- What the exercise asks: Filter the records below for the word "locate". Copy each line that holds it.

##### Data listing #####

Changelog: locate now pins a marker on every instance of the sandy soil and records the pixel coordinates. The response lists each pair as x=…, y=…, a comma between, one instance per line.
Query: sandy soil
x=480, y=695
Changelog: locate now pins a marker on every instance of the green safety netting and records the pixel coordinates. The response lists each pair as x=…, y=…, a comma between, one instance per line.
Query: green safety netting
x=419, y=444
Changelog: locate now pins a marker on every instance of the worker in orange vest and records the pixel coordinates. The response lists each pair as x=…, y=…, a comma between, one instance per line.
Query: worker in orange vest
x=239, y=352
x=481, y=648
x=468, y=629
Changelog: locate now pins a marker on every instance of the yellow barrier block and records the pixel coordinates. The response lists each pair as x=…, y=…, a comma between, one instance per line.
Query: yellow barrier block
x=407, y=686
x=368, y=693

#####

- Task response:
Changelog: locate now pins a marker on every instance of the sandy soil and records the pixel coordinates. The response lists each pair as x=…, y=…, a comma between, one instance per line.
Changelog: locate now pins a marker on every instance of the green safety netting and records the pixel coordinates. The response lists each pair as x=…, y=…, a comma between, one instance per line.
Changelog: locate now pins a marker on every instance of the worker in orange vest and records the pixel coordinates. The response lists each pair as x=…, y=…, a comma between, one instance per line.
Changelog: locate now pins a marker on every instance of the yellow barrier block and records the pixel coordinates. The response lists each pair as x=…, y=…, a comma between, one instance per line.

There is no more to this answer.